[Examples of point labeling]
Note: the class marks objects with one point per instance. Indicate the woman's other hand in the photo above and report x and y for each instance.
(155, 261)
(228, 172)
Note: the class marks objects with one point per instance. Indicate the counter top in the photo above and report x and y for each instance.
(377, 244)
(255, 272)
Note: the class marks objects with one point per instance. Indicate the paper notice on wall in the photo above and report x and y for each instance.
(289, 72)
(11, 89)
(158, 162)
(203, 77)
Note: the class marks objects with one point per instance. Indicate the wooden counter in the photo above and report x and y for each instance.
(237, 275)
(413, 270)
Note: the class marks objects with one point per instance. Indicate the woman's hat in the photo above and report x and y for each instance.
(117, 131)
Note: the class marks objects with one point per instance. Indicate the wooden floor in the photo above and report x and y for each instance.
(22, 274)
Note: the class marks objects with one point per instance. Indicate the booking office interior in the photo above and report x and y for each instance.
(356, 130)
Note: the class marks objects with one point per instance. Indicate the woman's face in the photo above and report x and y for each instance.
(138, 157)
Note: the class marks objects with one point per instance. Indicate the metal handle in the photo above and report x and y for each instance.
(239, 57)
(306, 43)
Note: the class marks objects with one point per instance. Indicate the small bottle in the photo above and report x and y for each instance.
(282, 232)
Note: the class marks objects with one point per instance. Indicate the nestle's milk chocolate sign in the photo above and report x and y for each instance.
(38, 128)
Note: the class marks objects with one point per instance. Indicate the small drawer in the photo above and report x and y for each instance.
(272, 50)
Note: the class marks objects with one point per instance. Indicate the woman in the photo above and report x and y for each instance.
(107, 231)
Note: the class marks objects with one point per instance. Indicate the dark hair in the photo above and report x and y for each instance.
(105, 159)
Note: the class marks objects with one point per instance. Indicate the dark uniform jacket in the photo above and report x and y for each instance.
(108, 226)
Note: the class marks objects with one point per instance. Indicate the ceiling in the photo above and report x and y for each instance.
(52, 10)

PROBLEM TO SOLVE – Copy all of the rows above word for word, leaving every line unchanged.

ANSWER IN FULL –
Note: the class marks objects with one point per instance. Indicate the woman's other hand in the photo above and report x and y for each instance.
(155, 261)
(228, 172)
Note: the class marks objects with one point per instance. Indicate the counter top in the photo above and report x and y for each instance.
(377, 244)
(255, 272)
Note: the class marks objects with one point per instance. Indicate the paper notice on wall in the photo above and report x and y for each instance.
(289, 72)
(11, 89)
(158, 162)
(203, 77)
Note: the class marks objects with one point per instance. Indicate the wooden counter in the photo above and report x and y for each instance.
(237, 275)
(413, 270)
Note: the class marks objects with one point per instance. Indicate the woman's hat in the photo above and report x and y for each instance.
(117, 131)
Note: the class marks objects with one point per instance. Indicate the wooden floor in the photo above and report x and y for each instance.
(22, 274)
Note: the class marks objects with one point per instance. Indicate the booking office interior in the photo above and report x and y for each instance.
(356, 130)
Note: the class marks objects with one point per instance. Indicate the woman's face in the photo above and report x and y for each instance.
(138, 157)
Note: the class marks objects with one point per instance. Indicate the metal handle in the photo above and report x and y for each instance.
(239, 57)
(306, 43)
Note: the class marks objects with one point per instance. Indicate the small bottle in the photo above and report x and y for each instance.
(282, 232)
Note: the class marks objects with one point per instance. Indicate the nestle's milk chocolate sign in the photo above and report x and y for each instance.
(38, 128)
Note: the class marks objects with one point per instance. Indicate the small drawer in the photo above and report x and y for each instance.
(272, 50)
Note: the class marks objects with one point per instance. Indicate the woman in the photo above and report x and y for each instance.
(107, 231)
Note: the class marks objects with one point per instance. Indicate the dark hair in the photo above and report x and y for each instance.
(105, 159)
Note: the class marks objects with one point per instance. Indicate the dark uniform jacket in the photo above and report x and y for each instance.
(108, 226)
Note: the class marks objects with one point per instance. Indicate the ceiling in the photo above and report x and y for each instance.
(52, 10)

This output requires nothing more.